[Start of Attachment]

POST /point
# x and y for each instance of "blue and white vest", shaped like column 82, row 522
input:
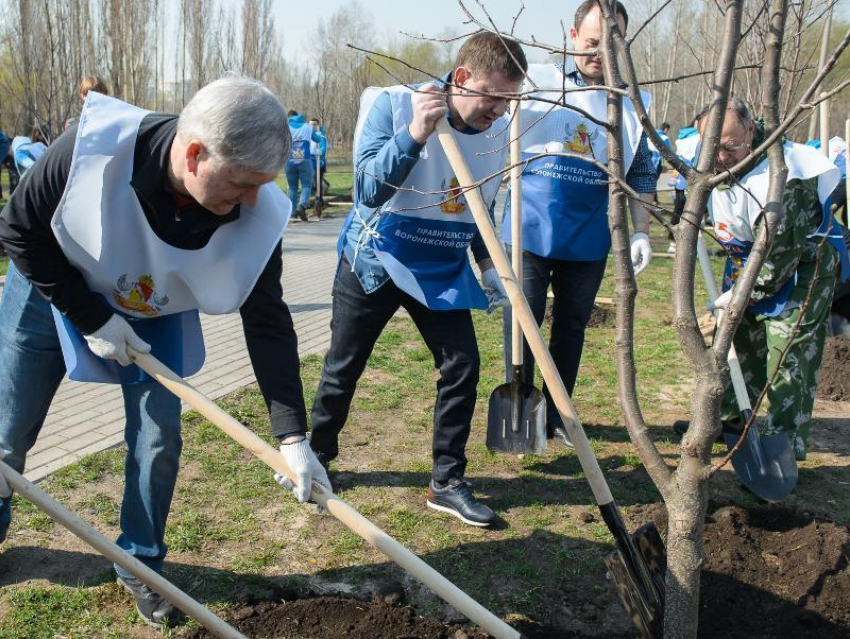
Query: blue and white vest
column 734, row 212
column 656, row 154
column 159, row 289
column 421, row 235
column 687, row 148
column 301, row 140
column 565, row 199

[End of Attachment]

What you are asked to do
Repeat the listing word for word, and skip every picture it contains.

Problem solution
POST /point
# x and y for each instance of "blue and white vest", shaped like column 82, row 522
input:
Query: blue and white vest
column 734, row 212
column 656, row 154
column 159, row 289
column 421, row 235
column 687, row 148
column 301, row 140
column 565, row 199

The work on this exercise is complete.